- Task details
Substitute "succulent" for "cactus" in the items below, from the line with "Can you find the white" up to and including the final line, and write out only those lines with everything else left unchanged.

- Given data
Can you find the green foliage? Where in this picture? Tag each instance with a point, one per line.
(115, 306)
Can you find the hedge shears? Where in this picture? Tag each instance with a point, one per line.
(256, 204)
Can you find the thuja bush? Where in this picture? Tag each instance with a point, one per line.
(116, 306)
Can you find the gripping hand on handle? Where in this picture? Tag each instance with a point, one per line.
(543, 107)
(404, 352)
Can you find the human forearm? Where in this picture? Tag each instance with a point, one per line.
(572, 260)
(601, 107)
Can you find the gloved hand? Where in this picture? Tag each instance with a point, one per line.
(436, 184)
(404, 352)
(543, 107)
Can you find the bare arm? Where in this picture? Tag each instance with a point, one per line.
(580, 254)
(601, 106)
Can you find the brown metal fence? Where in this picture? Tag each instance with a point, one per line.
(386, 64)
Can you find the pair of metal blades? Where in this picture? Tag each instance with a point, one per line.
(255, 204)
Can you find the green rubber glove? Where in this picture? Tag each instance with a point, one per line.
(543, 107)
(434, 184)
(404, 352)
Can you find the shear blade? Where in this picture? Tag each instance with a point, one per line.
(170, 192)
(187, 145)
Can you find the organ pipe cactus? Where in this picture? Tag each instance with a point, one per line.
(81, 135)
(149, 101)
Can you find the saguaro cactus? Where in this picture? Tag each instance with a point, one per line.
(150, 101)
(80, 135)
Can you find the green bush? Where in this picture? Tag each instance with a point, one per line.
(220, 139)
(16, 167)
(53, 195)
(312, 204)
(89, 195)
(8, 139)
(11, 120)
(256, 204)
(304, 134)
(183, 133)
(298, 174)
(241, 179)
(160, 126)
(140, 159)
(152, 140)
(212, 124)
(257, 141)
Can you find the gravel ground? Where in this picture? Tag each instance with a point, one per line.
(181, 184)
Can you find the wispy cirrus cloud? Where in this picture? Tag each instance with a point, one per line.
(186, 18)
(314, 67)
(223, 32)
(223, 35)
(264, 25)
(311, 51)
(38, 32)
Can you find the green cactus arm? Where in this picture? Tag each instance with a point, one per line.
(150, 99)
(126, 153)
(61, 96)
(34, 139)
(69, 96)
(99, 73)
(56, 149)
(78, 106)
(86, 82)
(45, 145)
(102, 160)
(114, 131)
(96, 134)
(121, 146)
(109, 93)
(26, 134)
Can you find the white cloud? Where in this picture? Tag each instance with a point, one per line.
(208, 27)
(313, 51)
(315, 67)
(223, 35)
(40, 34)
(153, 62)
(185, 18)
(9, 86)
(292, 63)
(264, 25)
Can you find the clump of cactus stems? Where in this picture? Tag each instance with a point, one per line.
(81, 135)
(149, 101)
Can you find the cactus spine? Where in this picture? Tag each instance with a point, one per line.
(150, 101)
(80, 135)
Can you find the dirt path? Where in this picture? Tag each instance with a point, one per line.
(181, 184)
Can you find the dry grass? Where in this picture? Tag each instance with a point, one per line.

- Problem solution
Can you find the white cloud? Where in this picture? Tag each instance with a point, one per line.
(208, 27)
(313, 51)
(315, 67)
(223, 35)
(40, 34)
(153, 62)
(185, 18)
(9, 86)
(292, 63)
(264, 25)
Can you find the clump of succulent stems? Where in this picture? Tag each instance with a point, one per line.
(81, 135)
(149, 101)
Can you find the succulent spine? Where in this picture? Tag each instance with a point, one per line.
(150, 101)
(80, 135)
Can you find the dirt path? Where in this picture? Tag each instance with a point, one per line.
(181, 184)
Can you find the dry grass? Where in this picture? Tag each instance with a point, one per line.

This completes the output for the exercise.